List of tasks =
• 1. In the Chitas and Rambam summary, on what day of the 50th year is the Shofar blown?
• 2. Carry on the Chitas and Rambam summary from the end of its last sentence.

Sunday-Daily Chitas [Chumash, Tanya] & Rambam Summaries [16th Iyar 5783]

Sunday, 16th Iyar 5783/May 7, 2023


Parshas Behar Bechukosai


  1. The Mitzvah of Shemitah:
  • Resting the land from planting: Hashem told Moshe on Har Sinai to tell the Jewish people that when they arrive to the promised land, they are to sow the land for six years and are to rest the land on the seventh year. One may not sow the land on the seventh year, as it is a year of rest for G-d.
  • Not to harvest for personal use: In the seventh year one may not harvest the field. The produce of the field shall be food for you, your slaves, and for all who reside with you. It shall also be available for all the animals in your land. [The produce of the fields is to be considered ownerless and allowed to be taken by all people during this year.]


  1. Mitzvah of Yovel:
  • Counting the years: One is to count seven sets of seven years for a total of 49 years. On the 50th year, on Yom Kippur, the Shofar is to be blown throughout all your lands.
  • Freeing the slaves: The 50th year is to be sanctified and is to be proclaimed a year of freedom. All lands are to return to their original owner and all slaves are to be set free during this year to return to their homes.
  • This 50th year is called Yovel.
  • Not to sow or harvest: In the fiftieth year one may not sow or harvest the field. The produce of the field shall be food for you.


  1. Business ethics:
  • Ona’h: One may not overcharge or underpay another person in a sale without their knowledge.
  • Selling land: The price that the land is to be sold for is to be based on the amount of years remaining until the next Yovel. If many years remain until the Yovel then it is to be sold for a larger sum, if only a few years remain until the Yovel it is to be sold for a smaller sum, as one is not selling the land itself but is leasing it for a certain sum of years.


  1. Not to offend another Jew:
  • One may not verbally harass or offend another Jew using words.

Tanya Middle of Chapter 48 

1. A practical application in our world of the above two modes of Divine light:

  • A parable for the above [two modes of G-dliness, Soveiv and Mimalei] can be found in this world.
  • The limited light within creation: Although this world is filled with G-d’s glory, which is G-d’s infinite light, as the verse states “Do I not fill the heavens and earth, Says G-d”. Nevertheless, this level of infinite G-dliness does not invest itself inside the world in a conscious and revealed manner, and rather only a minute and minuscule ray of Divine vitality enters into the world, and thus create [very limited and outwardly lifeless creations such as] inanimate and vegetation [which show no sign of life, or a very minimal sign of life].
  • The infinite light within creation: As with the infinite light that is there, it remains inside the creations on an encompassing level which triggers no effect or interaction with the creation itself. This is accomplished through the infinite light not allowing any more than a mere glimmer to become revealed and conscious to the creation, while the remaining light retains a concealed and hidden state.
  • Now, every Divine light which remains in a concealed state is called “Makif” or encompassing from above, as the concealed worlds are higher than the revealed worlds.


2. A second parable-Thinking of a rock:

  • This matter can be even further understood through the following parable.
  • Imagination has no effect: A person imagines within his mind some image he saw or is currently seeing. Although the entire body of the image, in all its dimensions, is being entirely projected and viewed in his mind due to having seen it, or due to currently seeing it, nevertheless, the object is merely encompassed by his mind [and not actually penetrated by it, and hence he has no actual effect on the object he is imagining in his mind].

Material provided =
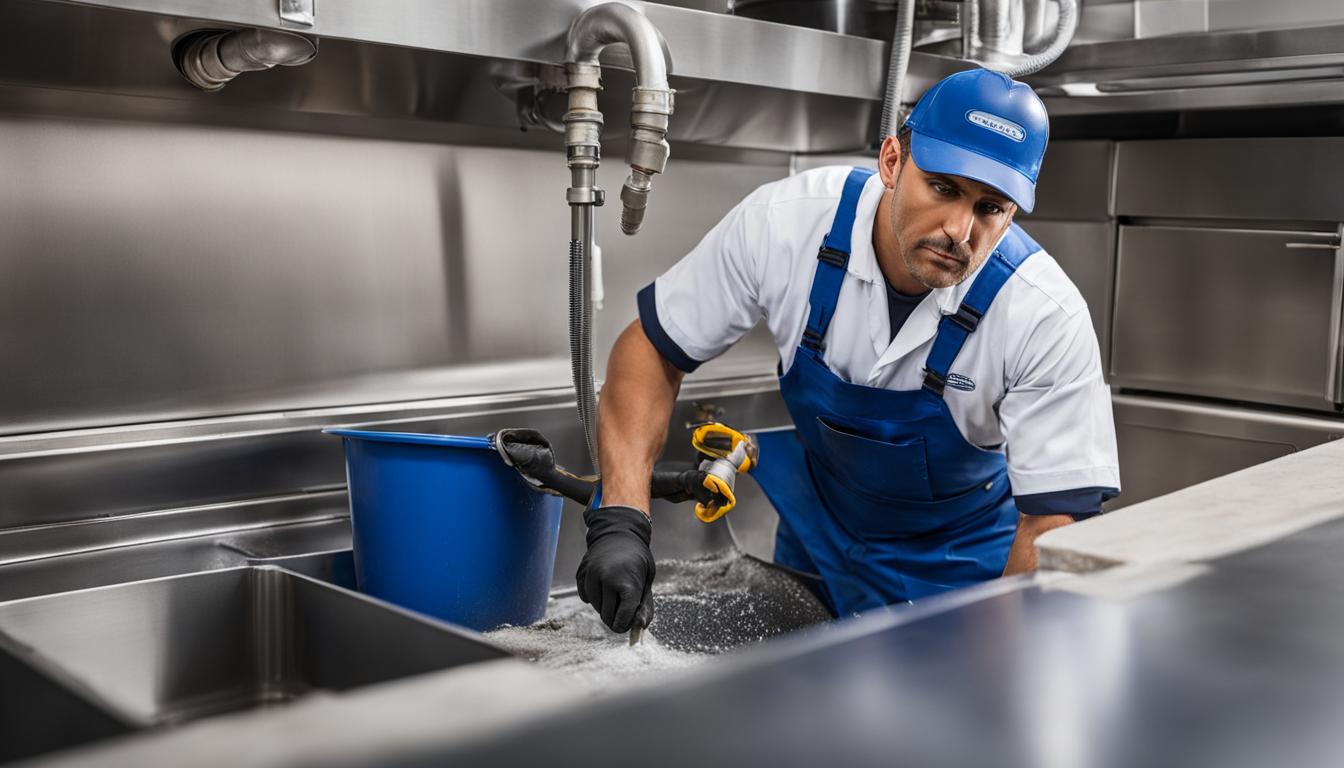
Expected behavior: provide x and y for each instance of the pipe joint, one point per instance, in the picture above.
(211, 58)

Answers to the problems =
• 1. On Yom Kippur.

• 2.
  • G-d’s imagination effects creation: Now, in this parable the person does not actually encompass the physical object as it is merely in his imagination, however, Hashem of whom His thoughts are unlike ours, when He thinks and knows all the creations in His mind, He encompasses the creations from head to toe, and inside out, in actuality [and nonetheless, it does not internally effect the object, just like in the parable, as it is found in an encompassing state].

Rambam, Hilchos Yesodei Hatorah Chapter 4

 Chapter 4: Maaseh Bereishis-The wisdom & science behind creation [partial summary]

Halacha 1: All creations are made up of the four elements

  • The four elements: There are four fundamental elements of creation which are: fire, wind, water, and earth
  • All earthly creations are made up of these four elements. This includes man, animals, birds, insects, fish, plant, metal and precious stones, all rocks and mountains and earth. They are all made up of a combination of the above four elements.
  • The elements themselves: An exception to the above are the four elements themselves which are not made up of any other element other than themselves.
  • Golem and Tzura-matter and form: All earthly creations contain both matter and form, and it is the matter of every creation that is made up of a combination of the above four elements.

Halacha 2: The nature of the four elements and the result of their combinations

  • Fire and wind-upwards: The nature of fire and wind is to ascend upwards from the earth to the sky.
  • Water and earth-downwards: The nature of water and earth is to descend from the sky onto earth.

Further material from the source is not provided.